(YOUR INSTRUCTIONS):
Print every entry word for word, but omit the pictures.

(DATASET CONTENT):
— START —
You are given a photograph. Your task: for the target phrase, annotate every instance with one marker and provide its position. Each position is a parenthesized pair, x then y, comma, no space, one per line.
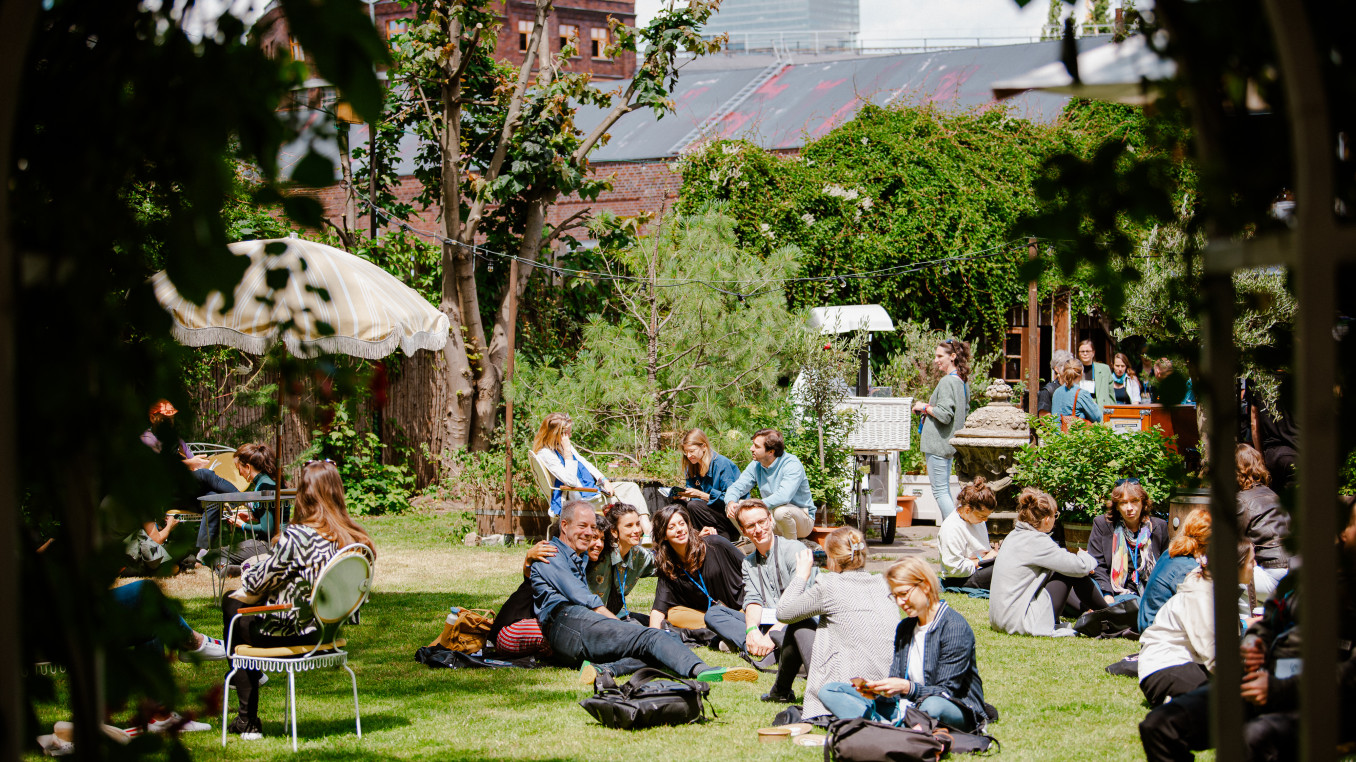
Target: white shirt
(1183,631)
(568,471)
(960,541)
(915,652)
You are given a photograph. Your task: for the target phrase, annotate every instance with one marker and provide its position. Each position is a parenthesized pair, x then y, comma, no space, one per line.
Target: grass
(1055,698)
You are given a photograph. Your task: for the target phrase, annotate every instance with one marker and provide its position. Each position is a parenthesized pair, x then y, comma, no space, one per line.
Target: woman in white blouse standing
(568,468)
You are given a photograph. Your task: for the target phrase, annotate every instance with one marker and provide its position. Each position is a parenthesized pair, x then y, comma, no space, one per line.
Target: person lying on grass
(769,572)
(933,667)
(1035,578)
(579,627)
(856,616)
(967,556)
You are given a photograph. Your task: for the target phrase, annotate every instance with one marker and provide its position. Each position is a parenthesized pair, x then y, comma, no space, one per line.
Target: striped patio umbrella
(332,303)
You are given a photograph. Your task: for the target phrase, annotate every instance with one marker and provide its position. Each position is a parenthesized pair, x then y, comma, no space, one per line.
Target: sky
(886,21)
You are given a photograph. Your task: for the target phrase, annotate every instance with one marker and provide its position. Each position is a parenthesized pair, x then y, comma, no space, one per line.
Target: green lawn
(1055,698)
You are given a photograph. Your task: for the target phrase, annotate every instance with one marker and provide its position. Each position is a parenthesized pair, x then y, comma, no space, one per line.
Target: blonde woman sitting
(568,468)
(933,666)
(856,610)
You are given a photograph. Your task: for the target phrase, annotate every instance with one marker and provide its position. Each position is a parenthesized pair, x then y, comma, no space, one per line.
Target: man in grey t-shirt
(768,571)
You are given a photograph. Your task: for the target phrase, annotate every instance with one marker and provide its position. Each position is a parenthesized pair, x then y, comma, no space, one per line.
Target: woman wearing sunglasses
(944,415)
(1126,543)
(933,667)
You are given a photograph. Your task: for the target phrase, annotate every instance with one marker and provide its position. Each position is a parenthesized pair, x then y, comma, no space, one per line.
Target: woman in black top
(1126,543)
(704,574)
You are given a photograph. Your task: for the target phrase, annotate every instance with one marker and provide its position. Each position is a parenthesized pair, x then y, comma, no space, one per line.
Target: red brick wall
(583,14)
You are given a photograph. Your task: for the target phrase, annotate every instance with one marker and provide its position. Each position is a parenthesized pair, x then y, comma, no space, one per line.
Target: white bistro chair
(342,589)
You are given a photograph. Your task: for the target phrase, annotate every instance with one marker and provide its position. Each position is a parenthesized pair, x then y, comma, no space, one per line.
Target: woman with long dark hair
(320,528)
(944,414)
(701,574)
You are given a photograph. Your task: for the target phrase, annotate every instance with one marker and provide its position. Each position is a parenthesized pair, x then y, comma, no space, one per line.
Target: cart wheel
(887,530)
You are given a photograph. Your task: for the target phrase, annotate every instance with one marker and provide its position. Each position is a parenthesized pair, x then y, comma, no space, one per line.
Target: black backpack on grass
(650,698)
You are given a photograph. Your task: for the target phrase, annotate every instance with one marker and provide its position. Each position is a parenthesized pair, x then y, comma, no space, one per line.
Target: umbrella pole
(277,476)
(513,331)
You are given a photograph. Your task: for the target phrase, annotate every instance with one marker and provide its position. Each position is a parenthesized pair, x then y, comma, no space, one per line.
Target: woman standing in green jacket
(944,414)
— END —
(WRITTEN REPLY):
You are given a photograph. Your task: for the target phrase, annotate every instance with one marker and provide its position. Each position is a parenthesized pair, x then y, comma, no space, one per line.
Target: white shirt
(1183,631)
(568,471)
(960,541)
(915,652)
You are given a photograph. Your task: for the target phrase, annotate every instance with one marker and provide its position. Each position is a parenthesized pair, x then y, comma, no space, one per line.
Target: grass
(1055,698)
You are given a photograph. Your task: for the target phrase, annotate every instance with one marker and provide its position. Each position is a parenthesized pair, x then y, comma, no space, one per line.
Target: woman in white blouse standing
(568,468)
You are given a photograph. Your task: for the target phrase, annotate every instance with one marker and provide its position. Each position is a parenthesized pair, x then y, comma, no space, one per line.
Target: person lying on grass
(769,572)
(933,667)
(1035,578)
(579,627)
(856,616)
(967,556)
You are given a photograph. Your task: for the target phrase, annotate every instance with one marker and provide its position. Each position is a parenthesized pair, x then y, comma, no space, one per line.
Target: striped patio umbrella
(332,303)
You are given a photograph. Your task: for the target phrase, annotate every instance with one marker and provide its position. Each position is a parenthesized pair, x then y, comma, no space, one per line.
Target: sky
(886,21)
You are given a photograph. Your task: for the target phrase, annotate every instance with one marker and provide its position. Each position is a parenthesized pair, x then y, comma, no space, one per line.
Target: green lawn
(1055,698)
You are given a photograph. Your task: for the target phrase, annotate every instance with one marker and provide its position. Each position is a parenthesized pair, x then y, comma, no space, one per line.
Target: blonde woman sitting
(568,468)
(933,666)
(856,610)
You are given a photograph. Your task: for the target phrase, annotate every instance with one marker and provide its position. Each position is a parenthesized pair, x then y, comma, no space, one per line.
Target: man in grey t-shirt
(768,571)
You are given a photograph. Your task: for the target phrase, annotate every instance with one marker and provide its position. Each position is a parenthesized pair, x then y, comma, no space, one per line.
Target: woman wearing sunglasses
(944,415)
(1126,543)
(933,667)
You are given a photograph. Your task: for the target phrase, annotate every instance with one marker and provide its position. Each position is a parenthesized pair, x then y, comma, no space, one per line.
Target: woman in black top
(1126,543)
(704,574)
You are given a photograph. Your task: for the target phrase, annotate every instance with one marker and provide its position. Each position is a parenthesized pair, x then y, comma, no space, one per line.
Target: red brick wall
(583,14)
You are given a photograph. Your task: for the target phrase, annotate every instance with one marker and provide its position. Each position is a parenthesized pair, x then y, comma, no space, one per line.
Target: white bistro chair
(342,589)
You are given a photograph. Your task: for the target phrase, annotate every instance with one marker and provide its position. Each position is a parenthesized pair, x then y, comma, no space, one per line.
Target: woman with long dark hair
(320,528)
(944,414)
(701,574)
You are given a photograph. Your task: for the target phrase, annotate every instance with one marker and provide its position. Each position is a parenthesized pair, x then y, comma, no space, one per line.
Target: cart wheel
(887,530)
You are given a photograph. Your task: for the target phrase, annotate every instance with one marker and provide its position. Each position is a parenthesized pair, x then y, comma, no space, one per line.
Target: black backpack on grass
(650,698)
You are given a photograph. Your task: for the target phrase, annotate every instance with one marker and provide its position. Each position is a parenthesized pair, x then y, comma, no space, one per line.
Target: umbrella pole
(277,476)
(513,331)
You are given a photograph. Your task: for the target phrase, annotate every instance with one marker and provide its position. Each position is a parenthesized pair, x then y, comma, no space, one per line.
Target: woman standing in green jacket
(944,414)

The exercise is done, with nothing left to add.